Page excerpt:
# # #

China economy

Why last year’s record private equity investment growth in China is set to slow

PUBLISHED : Tuesday, 26 April, 2016, 8:29pm
UPDATED : Monday, 30 May, 2016, 5:11pm

Private equity’s (PE) record high investment growth in China in 2015 is expected to slow down from this year against the backdrop of a weakening economy and growing competition, says an industry report.

PE investment deal value jumped 56 per cent year on year to a record high of US$69 billion (HK$535.2 billion) last year in mainland China, Hong Kong and Taiwan, as multibillion-dollar deals doubled and the internet sector buzzed with activity. But the industry is now worried about a seemingly inevitable slowdown due to a lacklustre macro outlook and fierce competition, Bain & Company said in a report on Tuesday.

“While increased activity means more opportunities for investors, we can also expect more vigorous competition for deals that could start to dry up as economic conditions deteriorate,” said Michael Thorneman, managing partner of Bain Greater China.

The PE sector already flagged worries against a weaker growth both at home and abroad.

China private equity still an attractive long-term strategy

Mainland China’s economy grew 6.9 per cent in 2015, the slowest in 25 years. Beijing aims an economic growth of 6.5 to 7 per cent this year, plans to launch a supply-side reform that includes destocking, and cut capacity.

The International Monetary Fund this month cut its forecast for world growth this year to 3.2 per cent, 0.2 percentage points lower than its January outlook. It forecast the Chinese economy to grow 6.5 per cent this year and 6.2 per cent in 2017.

In Bain’s recent survey of 125 private equity executives in Asia-Pacific, more than 60 per cent cited macroeconomic conditions and over half pointed to increased competition as key challenges.

Deal sourcing and valuations also hampered the investment outlook, the consulting firm said.

Record number of private equity funds liquidated in China

As a result, nearly half of survey respondents expect fundraising to be more challenging in the coming year due to a bumpy initial public offering market, changes in the macro environment and high valuations that could hamper exit activity.

In 2015, China-focused PE fundraising dropped 32 per cent year on year to US$14 billion.

Kiki Yang, a partner at Bain’s Global Private Equity Practice, said the PE sector is facing a new normal amid China’s economic transformation after a surge in 2014 and 2015.

Despite the challenges, Bain said, opportunities remain in the sectors, including internet, wealth and health-driven consumption, and sectors involving Beijing’s “Made in China 2025” initiative, such as robotics, electric vehicles, pharmaceutical and medical devices.

# # #

Data provided:
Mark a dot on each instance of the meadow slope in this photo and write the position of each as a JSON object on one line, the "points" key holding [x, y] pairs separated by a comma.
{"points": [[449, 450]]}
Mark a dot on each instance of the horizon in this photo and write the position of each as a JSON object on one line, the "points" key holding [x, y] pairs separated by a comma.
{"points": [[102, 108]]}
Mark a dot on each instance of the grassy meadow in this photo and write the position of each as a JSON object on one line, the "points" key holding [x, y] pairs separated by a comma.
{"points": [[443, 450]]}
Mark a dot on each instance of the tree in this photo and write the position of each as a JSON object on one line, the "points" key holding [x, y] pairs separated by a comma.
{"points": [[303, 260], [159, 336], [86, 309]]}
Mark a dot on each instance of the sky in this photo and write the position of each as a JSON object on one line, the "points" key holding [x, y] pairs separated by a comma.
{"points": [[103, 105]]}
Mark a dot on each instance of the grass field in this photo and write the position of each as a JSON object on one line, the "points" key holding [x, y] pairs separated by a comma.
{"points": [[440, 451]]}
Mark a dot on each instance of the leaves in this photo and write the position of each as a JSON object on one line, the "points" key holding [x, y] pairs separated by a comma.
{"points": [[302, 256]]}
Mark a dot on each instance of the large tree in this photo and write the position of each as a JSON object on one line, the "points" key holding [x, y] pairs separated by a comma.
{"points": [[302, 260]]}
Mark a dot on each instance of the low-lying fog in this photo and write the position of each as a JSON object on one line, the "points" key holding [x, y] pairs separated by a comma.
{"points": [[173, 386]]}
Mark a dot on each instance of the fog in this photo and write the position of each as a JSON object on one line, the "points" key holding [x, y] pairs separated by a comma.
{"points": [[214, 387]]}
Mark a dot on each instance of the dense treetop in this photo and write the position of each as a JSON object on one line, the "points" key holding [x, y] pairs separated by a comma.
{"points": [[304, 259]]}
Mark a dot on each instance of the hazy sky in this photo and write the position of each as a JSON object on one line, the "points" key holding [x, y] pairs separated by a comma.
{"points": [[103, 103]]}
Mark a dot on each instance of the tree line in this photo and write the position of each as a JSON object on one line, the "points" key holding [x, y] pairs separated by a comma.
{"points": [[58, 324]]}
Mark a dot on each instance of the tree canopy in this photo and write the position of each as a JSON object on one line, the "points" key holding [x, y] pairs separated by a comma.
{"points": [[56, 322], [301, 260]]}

# # #

Task objective: Extract the passage of the China private equity article from "Record number of" up to and including "2014 and 2015.", copying every word unchanged.

Exercise solution:
Record number of private equity funds liquidated in China

As a result, nearly half of survey respondents expect fundraising to be more challenging in the coming year due to a bumpy initial public offering market, changes in the macro environment and high valuations that could hamper exit activity.

In 2015, China-focused PE fundraising dropped 32 per cent year on year to US$14 billion.

Kiki Yang, a partner at Bain’s Global Private Equity Practice, said the PE sector is facing a new normal amid China’s economic transformation after a surge in 2014 and 2015.